Task goal: Whenever a line in this data holds the word "mulch", report that line in full.

Given information:
^^^^^^^^

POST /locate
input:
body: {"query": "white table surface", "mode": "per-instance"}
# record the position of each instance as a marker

^^^^^^^^

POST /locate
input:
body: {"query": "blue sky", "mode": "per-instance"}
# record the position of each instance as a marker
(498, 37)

^^^^^^^^

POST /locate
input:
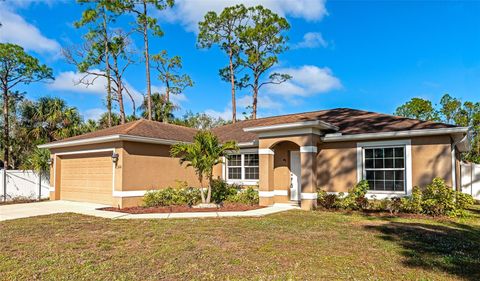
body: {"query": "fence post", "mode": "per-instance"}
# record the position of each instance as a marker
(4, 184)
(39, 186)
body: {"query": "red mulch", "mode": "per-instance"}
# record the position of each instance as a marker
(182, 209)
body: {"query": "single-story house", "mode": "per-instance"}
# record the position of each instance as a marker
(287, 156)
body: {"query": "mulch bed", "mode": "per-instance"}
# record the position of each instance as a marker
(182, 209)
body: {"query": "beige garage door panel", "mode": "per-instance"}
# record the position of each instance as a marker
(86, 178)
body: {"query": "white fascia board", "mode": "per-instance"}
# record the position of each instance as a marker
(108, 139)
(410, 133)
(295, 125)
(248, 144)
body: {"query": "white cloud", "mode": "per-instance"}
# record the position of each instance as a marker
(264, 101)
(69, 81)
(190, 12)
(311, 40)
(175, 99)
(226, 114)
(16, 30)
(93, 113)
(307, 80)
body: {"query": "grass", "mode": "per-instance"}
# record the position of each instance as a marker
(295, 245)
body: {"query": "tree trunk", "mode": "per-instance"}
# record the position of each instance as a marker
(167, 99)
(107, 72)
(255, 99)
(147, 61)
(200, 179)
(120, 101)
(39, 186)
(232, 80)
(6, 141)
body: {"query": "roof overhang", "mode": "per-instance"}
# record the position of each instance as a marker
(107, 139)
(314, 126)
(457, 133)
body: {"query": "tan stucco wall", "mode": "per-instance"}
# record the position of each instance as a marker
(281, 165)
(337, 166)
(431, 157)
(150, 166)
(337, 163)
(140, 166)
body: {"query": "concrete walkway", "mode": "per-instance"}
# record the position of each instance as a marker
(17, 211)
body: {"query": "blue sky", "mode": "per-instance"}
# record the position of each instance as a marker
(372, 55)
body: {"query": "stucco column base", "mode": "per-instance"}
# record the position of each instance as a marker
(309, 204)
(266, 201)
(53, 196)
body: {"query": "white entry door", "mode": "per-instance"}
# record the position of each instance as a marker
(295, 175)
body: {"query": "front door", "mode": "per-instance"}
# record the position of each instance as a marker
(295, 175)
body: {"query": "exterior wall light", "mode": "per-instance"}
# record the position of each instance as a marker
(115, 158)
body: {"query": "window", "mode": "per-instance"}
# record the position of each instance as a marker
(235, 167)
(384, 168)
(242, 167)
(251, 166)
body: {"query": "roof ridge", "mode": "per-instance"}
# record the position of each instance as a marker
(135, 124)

^^^^^^^^

Completed task:
body: {"query": "red mulch", "mode": "per-instance"}
body: {"query": "mulch bed", "mode": "per-instance"}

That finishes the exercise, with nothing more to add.